Given request: Count the lines in the entries below that contain the lowercase word "small". Reply with the number alone.

Information shown:
┌──

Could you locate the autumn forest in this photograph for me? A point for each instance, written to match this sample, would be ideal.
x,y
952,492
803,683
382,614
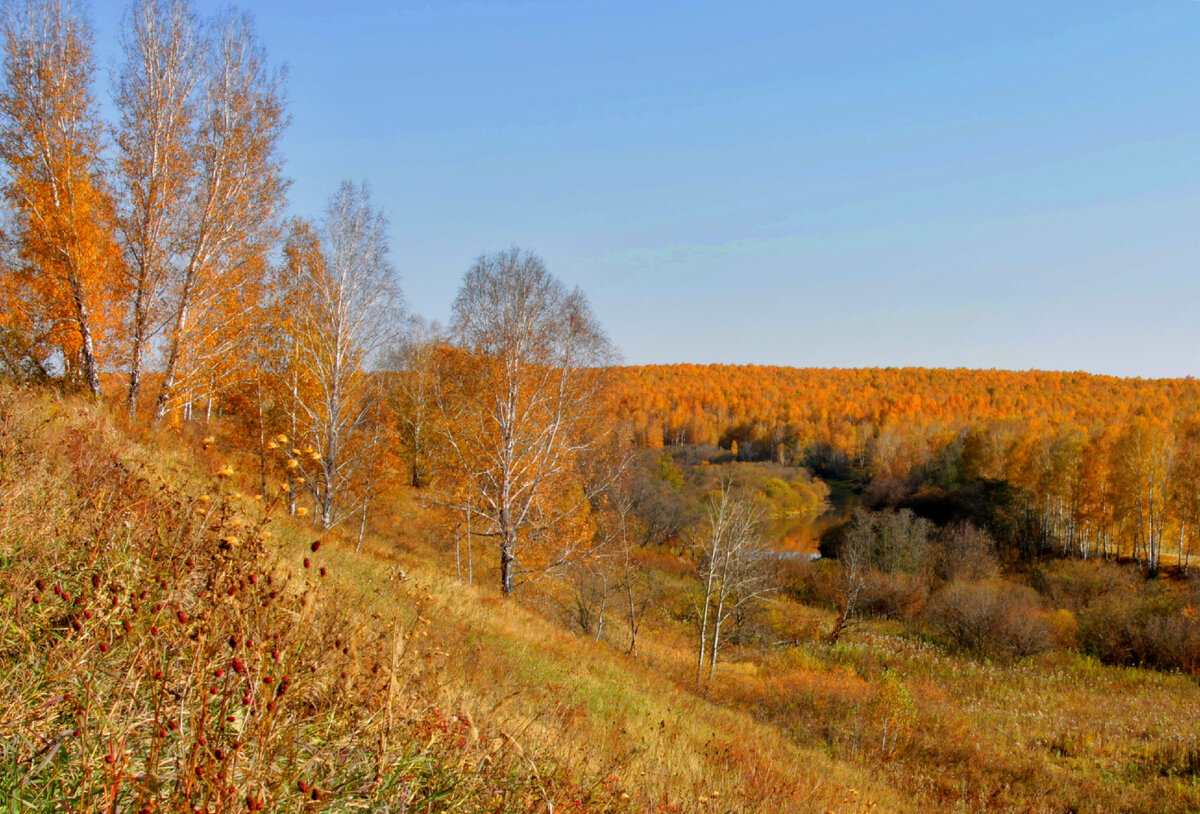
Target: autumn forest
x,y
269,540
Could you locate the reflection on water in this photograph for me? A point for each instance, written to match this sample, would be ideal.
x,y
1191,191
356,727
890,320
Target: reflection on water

└──
┌──

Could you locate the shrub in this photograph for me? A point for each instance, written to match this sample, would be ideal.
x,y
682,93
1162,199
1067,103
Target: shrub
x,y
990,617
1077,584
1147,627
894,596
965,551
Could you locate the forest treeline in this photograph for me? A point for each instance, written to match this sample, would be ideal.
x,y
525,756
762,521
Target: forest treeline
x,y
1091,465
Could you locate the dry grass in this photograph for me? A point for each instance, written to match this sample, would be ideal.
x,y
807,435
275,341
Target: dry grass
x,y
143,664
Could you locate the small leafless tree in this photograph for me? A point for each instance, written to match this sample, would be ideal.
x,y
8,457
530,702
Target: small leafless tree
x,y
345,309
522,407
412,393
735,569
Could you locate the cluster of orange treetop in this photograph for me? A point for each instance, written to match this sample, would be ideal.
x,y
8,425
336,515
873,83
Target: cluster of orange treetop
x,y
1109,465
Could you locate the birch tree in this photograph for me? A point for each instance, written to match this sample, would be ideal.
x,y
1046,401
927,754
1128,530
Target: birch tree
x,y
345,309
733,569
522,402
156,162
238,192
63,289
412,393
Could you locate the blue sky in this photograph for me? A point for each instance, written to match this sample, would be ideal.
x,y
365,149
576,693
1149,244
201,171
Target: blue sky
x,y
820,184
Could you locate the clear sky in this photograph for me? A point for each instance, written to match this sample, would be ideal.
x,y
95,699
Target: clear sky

└──
┌──

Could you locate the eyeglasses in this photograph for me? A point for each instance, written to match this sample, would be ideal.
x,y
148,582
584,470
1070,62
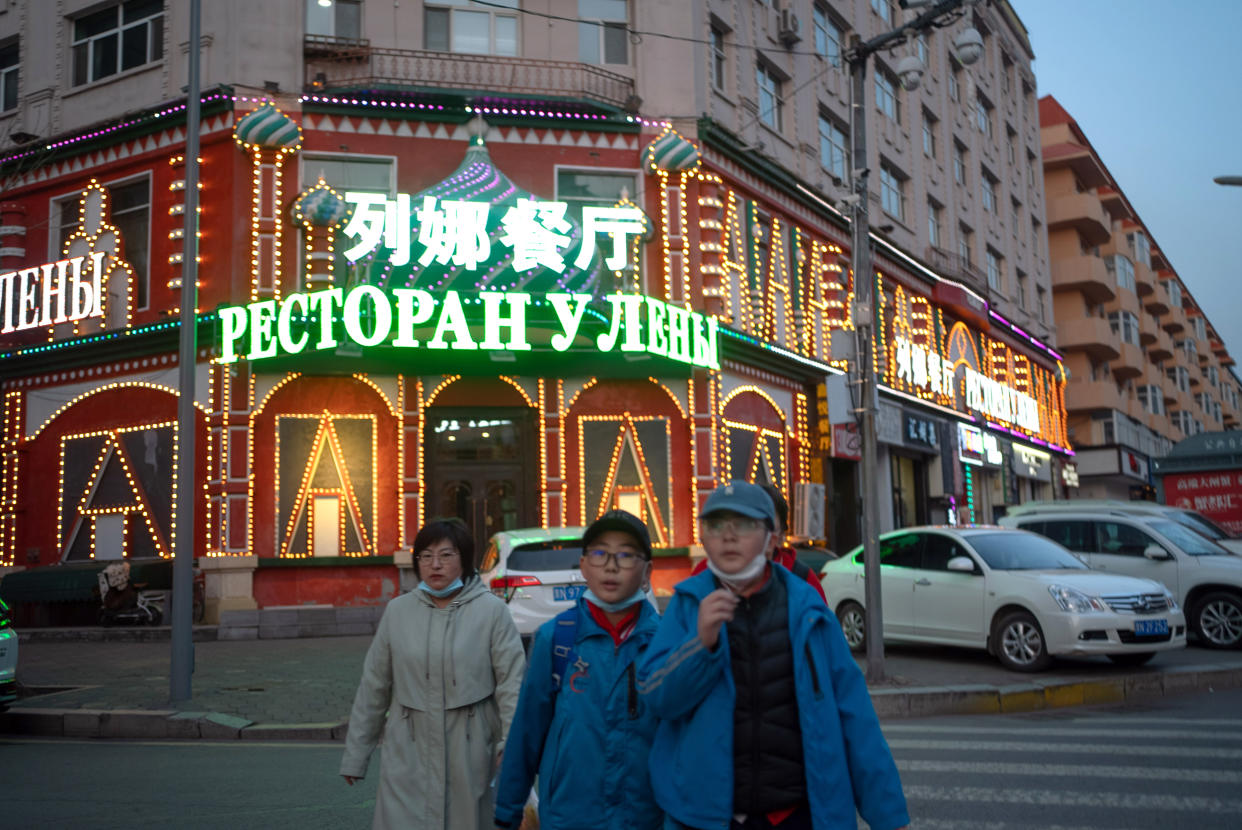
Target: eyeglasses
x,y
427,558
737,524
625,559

└──

Solution to this task: 2